_Exercise prompt:_ Reproduce the stretch of entries from the line containing "Please identify the wooden" through the line containing "<point>688,369</point>", requests included, shifting each answer coordinate by adding 75 to every number. Return only those lines.

============

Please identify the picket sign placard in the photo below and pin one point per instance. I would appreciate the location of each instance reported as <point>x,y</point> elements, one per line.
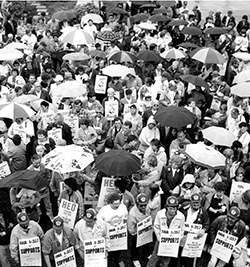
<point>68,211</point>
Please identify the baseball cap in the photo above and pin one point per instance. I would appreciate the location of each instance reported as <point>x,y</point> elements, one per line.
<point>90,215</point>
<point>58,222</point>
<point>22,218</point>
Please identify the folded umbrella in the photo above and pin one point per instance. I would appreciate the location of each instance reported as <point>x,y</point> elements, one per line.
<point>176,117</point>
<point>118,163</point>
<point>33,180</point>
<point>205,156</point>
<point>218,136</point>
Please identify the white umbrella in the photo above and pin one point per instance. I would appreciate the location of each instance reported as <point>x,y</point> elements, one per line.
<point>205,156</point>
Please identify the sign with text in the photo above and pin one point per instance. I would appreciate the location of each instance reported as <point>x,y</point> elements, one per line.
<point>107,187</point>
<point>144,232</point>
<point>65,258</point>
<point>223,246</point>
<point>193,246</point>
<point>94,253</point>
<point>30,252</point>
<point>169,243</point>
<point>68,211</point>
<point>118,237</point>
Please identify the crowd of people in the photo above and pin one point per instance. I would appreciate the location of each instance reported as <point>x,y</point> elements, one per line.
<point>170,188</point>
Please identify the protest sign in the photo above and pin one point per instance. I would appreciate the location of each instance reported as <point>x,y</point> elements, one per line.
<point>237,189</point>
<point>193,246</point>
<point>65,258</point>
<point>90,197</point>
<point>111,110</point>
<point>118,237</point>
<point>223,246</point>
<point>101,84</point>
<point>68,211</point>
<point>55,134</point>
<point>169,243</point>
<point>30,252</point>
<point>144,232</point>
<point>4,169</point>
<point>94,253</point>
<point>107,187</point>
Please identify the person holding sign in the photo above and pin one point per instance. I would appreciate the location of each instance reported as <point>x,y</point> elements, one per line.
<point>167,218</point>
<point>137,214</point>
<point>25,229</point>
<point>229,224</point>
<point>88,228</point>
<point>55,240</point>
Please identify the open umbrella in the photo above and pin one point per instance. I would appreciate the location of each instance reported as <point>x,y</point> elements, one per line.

============

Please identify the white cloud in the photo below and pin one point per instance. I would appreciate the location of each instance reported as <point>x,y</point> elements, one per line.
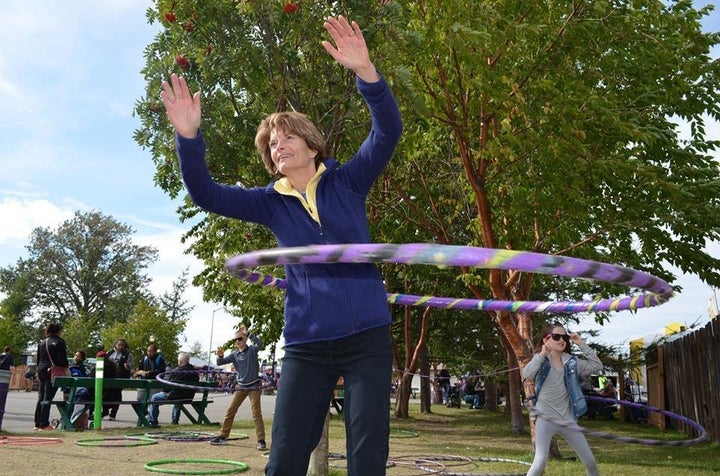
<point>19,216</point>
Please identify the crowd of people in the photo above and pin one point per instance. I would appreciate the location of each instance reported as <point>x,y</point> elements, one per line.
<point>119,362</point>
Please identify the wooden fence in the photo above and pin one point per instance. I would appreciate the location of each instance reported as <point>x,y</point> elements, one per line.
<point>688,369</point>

============

_Solution below:_
Please identify the wooden fence in the photo above and pin one point per instance. I would appreciate the location of each instance reported as <point>x,y</point> elements, one per line.
<point>763,444</point>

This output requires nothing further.